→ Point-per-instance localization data

* * * * * * *

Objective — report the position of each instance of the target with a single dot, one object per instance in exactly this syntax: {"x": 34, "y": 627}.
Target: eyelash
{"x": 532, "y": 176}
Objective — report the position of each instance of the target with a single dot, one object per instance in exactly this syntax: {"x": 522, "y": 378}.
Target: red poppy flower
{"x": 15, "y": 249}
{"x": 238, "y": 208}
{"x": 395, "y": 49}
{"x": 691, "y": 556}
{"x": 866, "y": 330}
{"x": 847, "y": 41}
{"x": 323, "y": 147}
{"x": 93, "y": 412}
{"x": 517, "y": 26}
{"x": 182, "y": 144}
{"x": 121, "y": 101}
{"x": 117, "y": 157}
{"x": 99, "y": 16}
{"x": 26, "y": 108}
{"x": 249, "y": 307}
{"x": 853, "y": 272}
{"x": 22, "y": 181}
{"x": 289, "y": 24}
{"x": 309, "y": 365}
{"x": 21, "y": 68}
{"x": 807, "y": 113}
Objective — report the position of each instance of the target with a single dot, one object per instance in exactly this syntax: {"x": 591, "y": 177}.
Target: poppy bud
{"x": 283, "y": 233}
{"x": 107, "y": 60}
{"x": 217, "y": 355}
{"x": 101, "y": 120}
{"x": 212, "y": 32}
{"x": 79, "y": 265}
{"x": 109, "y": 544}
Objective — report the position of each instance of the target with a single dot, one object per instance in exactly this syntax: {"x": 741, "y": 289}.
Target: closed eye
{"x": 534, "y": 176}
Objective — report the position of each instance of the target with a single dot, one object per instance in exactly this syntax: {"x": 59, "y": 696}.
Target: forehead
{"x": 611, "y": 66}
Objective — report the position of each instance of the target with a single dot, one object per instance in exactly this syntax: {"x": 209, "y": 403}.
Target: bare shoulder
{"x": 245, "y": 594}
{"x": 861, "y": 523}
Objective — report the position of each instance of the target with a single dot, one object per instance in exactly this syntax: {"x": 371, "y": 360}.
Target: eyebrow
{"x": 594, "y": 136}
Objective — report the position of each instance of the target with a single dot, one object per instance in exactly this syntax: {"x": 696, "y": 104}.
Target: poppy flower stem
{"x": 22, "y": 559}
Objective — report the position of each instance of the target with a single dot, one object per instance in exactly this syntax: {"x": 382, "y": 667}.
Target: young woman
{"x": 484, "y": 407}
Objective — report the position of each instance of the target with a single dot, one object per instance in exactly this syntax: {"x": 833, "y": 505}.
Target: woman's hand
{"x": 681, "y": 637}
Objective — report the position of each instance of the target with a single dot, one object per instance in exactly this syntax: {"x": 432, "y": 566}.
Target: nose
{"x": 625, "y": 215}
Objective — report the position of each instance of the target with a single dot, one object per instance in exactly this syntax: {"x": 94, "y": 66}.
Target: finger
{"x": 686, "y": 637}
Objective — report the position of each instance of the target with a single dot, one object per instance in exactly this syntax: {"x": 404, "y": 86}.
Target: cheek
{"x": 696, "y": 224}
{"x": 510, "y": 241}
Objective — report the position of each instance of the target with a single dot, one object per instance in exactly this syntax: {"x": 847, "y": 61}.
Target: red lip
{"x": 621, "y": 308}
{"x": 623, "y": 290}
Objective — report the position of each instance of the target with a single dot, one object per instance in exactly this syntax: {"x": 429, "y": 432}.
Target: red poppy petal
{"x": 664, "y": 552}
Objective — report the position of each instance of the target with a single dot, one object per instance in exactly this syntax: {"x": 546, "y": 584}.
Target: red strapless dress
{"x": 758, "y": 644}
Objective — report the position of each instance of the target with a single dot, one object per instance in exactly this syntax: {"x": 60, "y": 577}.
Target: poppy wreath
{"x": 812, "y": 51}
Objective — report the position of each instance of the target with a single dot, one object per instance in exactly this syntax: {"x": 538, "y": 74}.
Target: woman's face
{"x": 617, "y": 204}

* * * * * * *

→ Goal of the exercise
Write each record above out again exactly as it reads.

→ Reply to the task
Objective — report the position of each instance of the target with a single dot, one object per instance in exactly this syntax: {"x": 34, "y": 627}.
Target: eyelash
{"x": 532, "y": 176}
Objective — report the position of each instance of the target with a single dot, one object per instance in exactly this syntax: {"x": 522, "y": 378}.
Target: red poppy flower
{"x": 15, "y": 249}
{"x": 238, "y": 208}
{"x": 395, "y": 49}
{"x": 691, "y": 556}
{"x": 866, "y": 330}
{"x": 847, "y": 41}
{"x": 323, "y": 147}
{"x": 93, "y": 412}
{"x": 517, "y": 26}
{"x": 182, "y": 144}
{"x": 121, "y": 101}
{"x": 117, "y": 157}
{"x": 99, "y": 16}
{"x": 26, "y": 108}
{"x": 249, "y": 307}
{"x": 853, "y": 272}
{"x": 22, "y": 181}
{"x": 289, "y": 24}
{"x": 309, "y": 365}
{"x": 21, "y": 68}
{"x": 807, "y": 113}
Objective — report the position of each instance of the target with a single dot, one object per instance in exactly this syntax: {"x": 591, "y": 177}.
Target: poppy bud
{"x": 283, "y": 233}
{"x": 107, "y": 60}
{"x": 217, "y": 355}
{"x": 101, "y": 120}
{"x": 212, "y": 32}
{"x": 79, "y": 265}
{"x": 109, "y": 544}
Objective — report the position of each instance of the target with a single dot, one object per instance in exactly this syntax: {"x": 741, "y": 289}.
Target: closed eye
{"x": 534, "y": 176}
Objective — report the position of each instance of the target with a single dot, one object per instance in exactly this syntax: {"x": 59, "y": 696}.
Target: forehead
{"x": 611, "y": 66}
Objective — report the position of each instance of the target with a single dot, one object per instance in exactly this syntax: {"x": 209, "y": 403}.
Target: bare shoulder
{"x": 245, "y": 594}
{"x": 861, "y": 523}
Objective — report the position of each instance of the target with a single dot, one object per instance in exactly this syntax: {"x": 371, "y": 360}.
Target: eyebrow
{"x": 594, "y": 136}
Objective — report the position of each instance of the target with a single dot, one object per instance in exactly this syntax: {"x": 696, "y": 104}.
Target: poppy flower stem
{"x": 22, "y": 559}
Objective — report the position of each instance of the target with a single dot, one object per instance in exactly this syntax: {"x": 382, "y": 667}.
Target: young woman
{"x": 484, "y": 407}
Objective — report the position of each instance of the target with a single dot, one object per instance in exactly this syntax: {"x": 833, "y": 505}.
Target: woman's hand
{"x": 681, "y": 637}
Objective — report the position of each instance of the target with a single dot, one object per instance in exactly this syntax: {"x": 432, "y": 566}.
Target: nose
{"x": 625, "y": 215}
Objective — report the position of each instance of the target with a single dot, one object per instance in exactly this syntax: {"x": 94, "y": 66}.
Target: finger
{"x": 686, "y": 637}
Objective — report the position of each instance of the target with a single dot, one object per instance in exactly this syntax: {"x": 404, "y": 86}.
Target: cheek
{"x": 696, "y": 224}
{"x": 510, "y": 241}
Objective — report the position of each instance of the target with a single dot, one object per instance in exactly this syntax: {"x": 847, "y": 61}.
Target: red lip
{"x": 621, "y": 308}
{"x": 623, "y": 290}
Objective — report the position of each instance of the target with a single dot, one object per instance in exactly this syntax: {"x": 429, "y": 432}.
Target: red poppy petal
{"x": 664, "y": 552}
Objective — report the position of each instance of the target with a single dot, one object per instance in exactly this syntax: {"x": 546, "y": 584}.
Target: red strapless dress
{"x": 758, "y": 644}
Objective — report the position of each instance of the target with a single dot, one object per instance in exactly this syntax: {"x": 60, "y": 577}.
Target: poppy wreath
{"x": 812, "y": 51}
Objective — report the position of each instance of the target with a single dot, one object per instance in exactly this syntax: {"x": 538, "y": 74}.
Target: woman's face
{"x": 617, "y": 204}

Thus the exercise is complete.